* [DIRECTIVE]: Emit the data below verbatim, stripping out any pictures.

------------

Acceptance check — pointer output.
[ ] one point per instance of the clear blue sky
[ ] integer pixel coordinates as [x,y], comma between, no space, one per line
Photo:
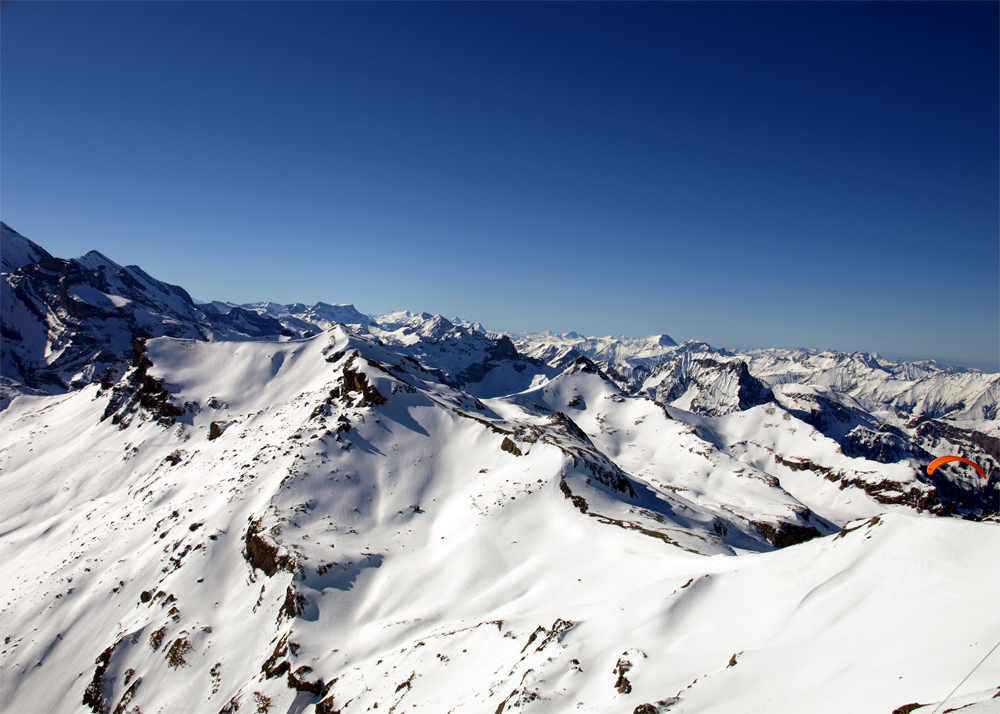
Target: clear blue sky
[774,174]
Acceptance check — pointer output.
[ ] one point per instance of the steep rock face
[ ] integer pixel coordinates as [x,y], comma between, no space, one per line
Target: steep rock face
[363,537]
[65,322]
[706,383]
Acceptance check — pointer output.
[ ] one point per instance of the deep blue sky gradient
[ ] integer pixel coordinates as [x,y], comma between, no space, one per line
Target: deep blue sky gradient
[749,174]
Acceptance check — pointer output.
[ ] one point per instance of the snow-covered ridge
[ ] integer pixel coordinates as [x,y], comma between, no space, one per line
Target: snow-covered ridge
[322,525]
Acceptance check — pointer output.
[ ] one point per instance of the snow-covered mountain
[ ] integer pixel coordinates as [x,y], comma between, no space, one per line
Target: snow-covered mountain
[406,512]
[66,322]
[919,388]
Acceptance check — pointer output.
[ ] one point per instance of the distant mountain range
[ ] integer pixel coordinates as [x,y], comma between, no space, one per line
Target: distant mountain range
[264,507]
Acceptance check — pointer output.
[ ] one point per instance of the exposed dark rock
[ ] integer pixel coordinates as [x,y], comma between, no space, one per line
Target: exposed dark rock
[784,534]
[509,446]
[357,383]
[216,429]
[96,694]
[621,669]
[262,554]
[140,391]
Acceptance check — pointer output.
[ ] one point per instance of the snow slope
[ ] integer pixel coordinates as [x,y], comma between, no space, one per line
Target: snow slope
[321,525]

------------

* [FULL RESPONSE]:
Acceptance check — pointer output.
[ ] one point per instance of the clear blue sky
[ ] integer pixel coordinates as [x,y], comma between, no space, one per line
Photo:
Target: clear blue sky
[774,174]
Acceptance check — pointer output.
[ ] one point per instance of the steep rock face
[ ] integer pixel coordinates as [x,y], comma between, no space, one per line
Target: steep rock face
[363,537]
[65,322]
[706,383]
Acceptance check — pointer output.
[ ] one point per instance of the deep blue sky gradient
[ ] integer pixel coordinates as [x,y], comma between, no space, one per line
Target: deep blue sky gradient
[749,174]
Acceptance check — pointer output.
[ ] one point per instance of the snow-covered ridge
[ ] integer pixel coordinates as [x,y], comma between, no space, one per line
Target: snow-covered ridge
[322,525]
Acceptance check — pointer output.
[ ] one point per instance of the snow-covered mountain
[ ] integer pixel coordinates as [x,y], comma between, no space, one per line
Target: snow-covered mountain
[406,512]
[66,322]
[919,388]
Acceptance check — pointer output.
[ ] one point per instance of the distant mountain range
[ ] integer pixel coordinates as [x,y], comma between, no space, one per line
Target: distant mountain range
[264,507]
Acceptance check — pointer output.
[ ] one point per instance of the exposed dark rock
[ ] integer pixel coordinates as [x,y], comma between, no space, one per line
Target: exposed dark rock
[784,534]
[509,446]
[357,383]
[216,429]
[96,694]
[621,669]
[262,554]
[140,391]
Acceptance check — pointer output.
[ ] one point per instance of the snow slope
[ ] integer pixel coordinates as [x,y], comma between, no space, one per line
Target: snow slope
[321,525]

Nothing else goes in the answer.